Firstly, positive aesthetics expands the scope of natural aesthetic view by using the concept of aesthetic characteristics and provides a dialectical interpretation of natural ugliness from the perspective of aesthetic value, emphasizing that all nature is beautiful, which greatly expands the scope of natural appreciation. However, this approach has been questioned by negative aesthetics. Arnold Berleant and Emily Brady emphasize that natural ugliness is real and that positive aesthetics beautifies nature, failing to take nature as it is seriously.
Secondly, positive aesthetics and negative aesthetics differ in answering whether all nature is beautiful due to their different approaches to the appreciation of natural beauty. Positive aesthetics argues that natural appreciation is based on scientific cognition, as scientific knowledge includes the consideration of the goodness of aesthetics and the function of transforming ugliness into beauty in ecosystems, which results in the opinion that all nature is always aesthetically good. Negative aesthetics, on the other hand, emphasizes that senses and imagination are the foundation of natural appreciation, thus natural aesthetic experience is diverse and cannot always be positive.
Thirdly, the dispute over the approaches to natural appreciation involves deeper issues of whether aesthetic judgment precedes or follows aesthetic experience. Positive aesthetics, under Parsons’ revision, has become a priori proposition with aesthetic judgment placed before aesthetic experience, so positive aesthetics is not a conclusion but a premise, which stipulates that people must make positive aesthetic judgments about nature to ensure that all nature is inevitably beautiful. Negative aesthetics, on the contrary, argues that aesthetic experience precedes aesthetic judgment, hence negative aesthetic experience cannot be excluded, which proves the reality of negative aesthetics.

┄┄┄┄┄┄┄┄┄┄┄┄┄┄┄┄┄┄┄┄

__Written exercise 1__: Collect every line of the records that contains the string "chimney", where case counts.
The records below are unrelated to the passage on natural aesthetics.

__Supplied material__:
┄┄┄┄┄┄┄┄┄┄┄┄┄┄┄┄┄┄┄┄

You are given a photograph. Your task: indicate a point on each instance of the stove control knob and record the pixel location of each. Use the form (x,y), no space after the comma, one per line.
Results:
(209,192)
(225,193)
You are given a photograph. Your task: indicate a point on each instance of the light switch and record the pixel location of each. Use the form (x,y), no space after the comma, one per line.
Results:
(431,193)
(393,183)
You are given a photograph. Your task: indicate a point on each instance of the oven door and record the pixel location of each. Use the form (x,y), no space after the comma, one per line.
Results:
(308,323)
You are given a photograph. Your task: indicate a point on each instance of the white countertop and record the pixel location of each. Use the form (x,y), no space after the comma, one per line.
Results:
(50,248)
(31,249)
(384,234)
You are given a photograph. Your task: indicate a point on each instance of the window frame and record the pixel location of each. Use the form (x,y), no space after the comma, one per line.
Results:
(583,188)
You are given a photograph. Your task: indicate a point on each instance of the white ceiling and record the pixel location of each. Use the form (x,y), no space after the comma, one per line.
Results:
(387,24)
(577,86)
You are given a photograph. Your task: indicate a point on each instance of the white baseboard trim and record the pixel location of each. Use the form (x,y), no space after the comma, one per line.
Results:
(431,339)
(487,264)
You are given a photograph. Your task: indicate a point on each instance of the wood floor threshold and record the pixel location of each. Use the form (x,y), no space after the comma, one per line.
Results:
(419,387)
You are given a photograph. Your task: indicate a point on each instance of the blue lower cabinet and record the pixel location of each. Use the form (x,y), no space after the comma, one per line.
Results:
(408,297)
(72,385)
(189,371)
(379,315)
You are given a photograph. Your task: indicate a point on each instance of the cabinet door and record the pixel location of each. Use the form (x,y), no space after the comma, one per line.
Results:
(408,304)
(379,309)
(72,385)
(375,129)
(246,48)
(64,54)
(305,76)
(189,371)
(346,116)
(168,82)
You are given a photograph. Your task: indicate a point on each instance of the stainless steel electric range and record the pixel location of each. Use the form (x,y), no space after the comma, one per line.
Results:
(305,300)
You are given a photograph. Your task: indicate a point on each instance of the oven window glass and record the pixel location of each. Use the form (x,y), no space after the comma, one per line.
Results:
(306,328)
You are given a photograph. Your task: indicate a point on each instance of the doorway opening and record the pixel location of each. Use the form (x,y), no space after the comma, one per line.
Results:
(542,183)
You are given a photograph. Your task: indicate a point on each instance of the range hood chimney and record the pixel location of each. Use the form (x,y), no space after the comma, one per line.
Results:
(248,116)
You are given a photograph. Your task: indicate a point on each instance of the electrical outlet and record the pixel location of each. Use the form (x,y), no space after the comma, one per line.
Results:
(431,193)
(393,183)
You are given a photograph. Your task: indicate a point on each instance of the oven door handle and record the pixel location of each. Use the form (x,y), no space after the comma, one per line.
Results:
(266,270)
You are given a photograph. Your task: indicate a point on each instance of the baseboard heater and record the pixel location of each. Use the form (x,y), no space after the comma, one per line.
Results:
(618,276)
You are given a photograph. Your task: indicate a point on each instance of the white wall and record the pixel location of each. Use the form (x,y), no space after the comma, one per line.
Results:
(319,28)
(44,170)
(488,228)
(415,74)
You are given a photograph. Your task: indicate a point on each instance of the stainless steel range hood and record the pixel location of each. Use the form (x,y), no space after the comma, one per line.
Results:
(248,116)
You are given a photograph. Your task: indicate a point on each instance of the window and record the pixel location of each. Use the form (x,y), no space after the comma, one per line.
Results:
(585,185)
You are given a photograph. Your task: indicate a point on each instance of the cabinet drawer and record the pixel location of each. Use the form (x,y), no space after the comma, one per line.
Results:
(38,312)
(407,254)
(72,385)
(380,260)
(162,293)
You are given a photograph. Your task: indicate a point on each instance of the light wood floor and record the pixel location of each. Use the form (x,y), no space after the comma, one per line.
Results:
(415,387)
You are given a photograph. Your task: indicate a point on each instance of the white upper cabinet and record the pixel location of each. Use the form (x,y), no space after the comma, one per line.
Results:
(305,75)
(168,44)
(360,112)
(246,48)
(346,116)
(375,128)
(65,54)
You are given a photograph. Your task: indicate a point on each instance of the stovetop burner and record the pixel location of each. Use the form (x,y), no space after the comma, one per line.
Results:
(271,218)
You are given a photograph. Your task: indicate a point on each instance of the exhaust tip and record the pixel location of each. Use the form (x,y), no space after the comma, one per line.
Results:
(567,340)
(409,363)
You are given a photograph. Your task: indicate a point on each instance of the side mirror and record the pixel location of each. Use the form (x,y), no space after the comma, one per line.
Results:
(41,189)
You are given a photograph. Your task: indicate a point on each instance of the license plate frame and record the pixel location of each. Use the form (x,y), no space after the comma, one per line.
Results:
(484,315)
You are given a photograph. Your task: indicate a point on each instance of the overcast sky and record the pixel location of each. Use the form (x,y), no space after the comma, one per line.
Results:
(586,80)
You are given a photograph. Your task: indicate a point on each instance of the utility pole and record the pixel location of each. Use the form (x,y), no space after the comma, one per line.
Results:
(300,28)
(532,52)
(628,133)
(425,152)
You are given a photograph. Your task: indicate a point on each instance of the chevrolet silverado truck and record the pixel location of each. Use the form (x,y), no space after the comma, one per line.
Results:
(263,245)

┄┄┄┄┄┄┄┄┄┄┄┄┄┄┄┄┄┄┄┄

__Written exercise 2__: Condense the paragraph in the passage on natural aesthetics that begins "Secondly, positive aesthetics and negative aesthetics differ" into a shorter version that keeps its main facts.

__Result 1__:
You are given a photograph. Your task: indicate a point on each instance of the range hood chimney and record the pixel location of each. Use the form (x,y), no space after the comma, one per line.

__Result 2__:
Positive and negative aesthetics answer differently whether all nature is beautiful because they approach the appreciation of natural beauty differently.

- **Positive aesthetics** bases natural appreciation on scientific cognition. Scientific knowledge includes the goodness of aesthetics and the function of transforming ugliness into beauty in ecosystems. This leads to the view that all nature is always aesthetically good.
- **Negative aesthetics** takes the senses and imagination as the foundation of natural appreciation. Natural aesthetic experience is therefore diverse and cannot always be positive.